▶ **Consignes**:
#1 Reproduisez mot pour mot l'article sur le rappeur Valtonyc, de "Ce jeune homme" jusqu'à "la Cour suprême." inclus.
#2 Poursuivez l'article sur le rappeur Valtonyc à partir de la fin de sa dernière phrase.

▶ **Texte fourni**:
:::

L'Espagne a émis jeudi un mandat d'arrêt international à l'encontre du rappeur Valtonyc, en fuite pour ne pas purger une peine de prison pour "apologie du terrorisme" dans des chansons, relançant un vif débat sur la liberté d'expression.

Alors que Valtonyc avait jusqu'à jeudi pour se rendre à la justice, un haut tribunal espagnol a émis ce mandat, arguant que le rappeur "en fuite" pourrait "se trouver dans un pays de l'Union européenne". Selon des médias espagnols, José Miguel Arenas Beltran, plus connu sous son nom de scène, serait parti en Belgique.

Ce jeune homme de 24 ans, très peu connu avant de comparaître devant les tribunaux, avait été condamné à trois ans et demi de prison pour "apologie du terrorisme", "injures à la Couronne" et "menaces", une peine confirmée en février par la Cour suprême.

Mercredi, le rappeur majorquin avait annoncé dans un tweet son intention de "désobéir": "Demain, ils vont frapper à la porte de ma maison pour me mettre en prison. Pour des chansons. Demain, l'Espagne va se ridiculiser, une fois de plus. Je ne vais pas me laisser faire. Désobéir est légitime", avait-il écrit.

:::

▶ **Lignes d'identification de lieux**:

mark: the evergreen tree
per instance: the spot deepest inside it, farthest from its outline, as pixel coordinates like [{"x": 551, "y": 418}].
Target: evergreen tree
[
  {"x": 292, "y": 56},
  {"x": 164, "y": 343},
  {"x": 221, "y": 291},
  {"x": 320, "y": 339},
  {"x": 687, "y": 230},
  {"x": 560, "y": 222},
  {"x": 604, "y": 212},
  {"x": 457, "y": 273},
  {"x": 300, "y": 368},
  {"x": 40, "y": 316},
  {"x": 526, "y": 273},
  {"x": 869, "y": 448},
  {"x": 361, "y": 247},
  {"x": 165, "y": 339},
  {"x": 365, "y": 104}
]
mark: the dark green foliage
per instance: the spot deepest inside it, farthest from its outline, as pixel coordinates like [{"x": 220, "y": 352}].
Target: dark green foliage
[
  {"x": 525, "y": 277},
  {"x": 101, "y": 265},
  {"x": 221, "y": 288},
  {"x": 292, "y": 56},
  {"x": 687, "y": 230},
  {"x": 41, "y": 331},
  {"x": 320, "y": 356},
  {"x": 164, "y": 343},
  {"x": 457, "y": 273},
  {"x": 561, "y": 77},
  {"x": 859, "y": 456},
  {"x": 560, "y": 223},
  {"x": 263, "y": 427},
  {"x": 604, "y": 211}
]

:::

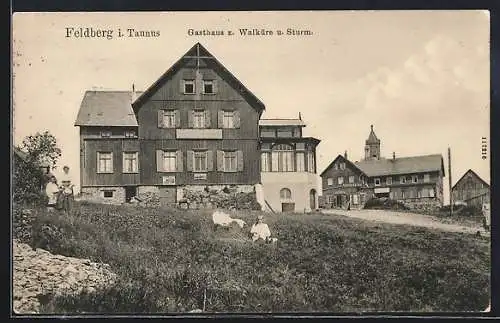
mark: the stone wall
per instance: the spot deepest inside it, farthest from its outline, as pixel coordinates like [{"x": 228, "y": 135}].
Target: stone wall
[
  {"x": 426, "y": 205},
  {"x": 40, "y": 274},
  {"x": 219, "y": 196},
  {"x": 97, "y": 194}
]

:::

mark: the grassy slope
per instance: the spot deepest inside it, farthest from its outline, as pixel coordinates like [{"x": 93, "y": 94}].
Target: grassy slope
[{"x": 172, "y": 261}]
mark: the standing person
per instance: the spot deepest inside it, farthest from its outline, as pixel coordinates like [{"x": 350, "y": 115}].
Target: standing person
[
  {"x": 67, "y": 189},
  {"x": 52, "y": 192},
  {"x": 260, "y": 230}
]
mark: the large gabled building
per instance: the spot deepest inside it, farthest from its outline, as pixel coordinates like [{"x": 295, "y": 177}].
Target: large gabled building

:::

▶ **Réponses**:
#1
Ce jeune homme de 24 ans, très peu connu avant de comparaître devant les tribunaux, avait été condamné à trois ans et demi de prison pour "apologie du terrorisme", "injures à la Couronne" et "menaces", une peine confirmée en février par la Cour suprême.

#2
Appel à "tuer" un garde civil

Dans les paroles de ses chansons teintées de militantisme d'extrême gauche, Valtonyc évoque le meurtre de membres du gouvernement, de la famille royale et de partis de droite. "Qu'ils aient peur comme un garde civil au Pays Basque" ou "le roi a un rendez-vous sur la place du village une corde autour du cou", rappe-t-il en catalan dans ces textes de 2012 et 2013 qui lui ont valu sa condamnation. Le rappeur a aussi appelé plus récemment dans un concert à "tuer un garde civil".

Cette fuite de Valtonyc a relancé le débat sur la législation espagnole sur l'apologie du terrorisme et les injures à la Couronne, de plus en plus sujette à controverse.

 Ces derniers mois, plusieurs internautes ou artistes espagnols ont été condamnés pour ces chefs d'accusation, tel le rappeur Pablo Hasel, condamné le 2 mars pour des tweets et une chanson à deux ans de prison. L'organisation Amnesty International ayant notamment a accusé la loi espagnole d'être utilisée pour "réprimer les expressions politiques, surtout sur les réseaux sociaux".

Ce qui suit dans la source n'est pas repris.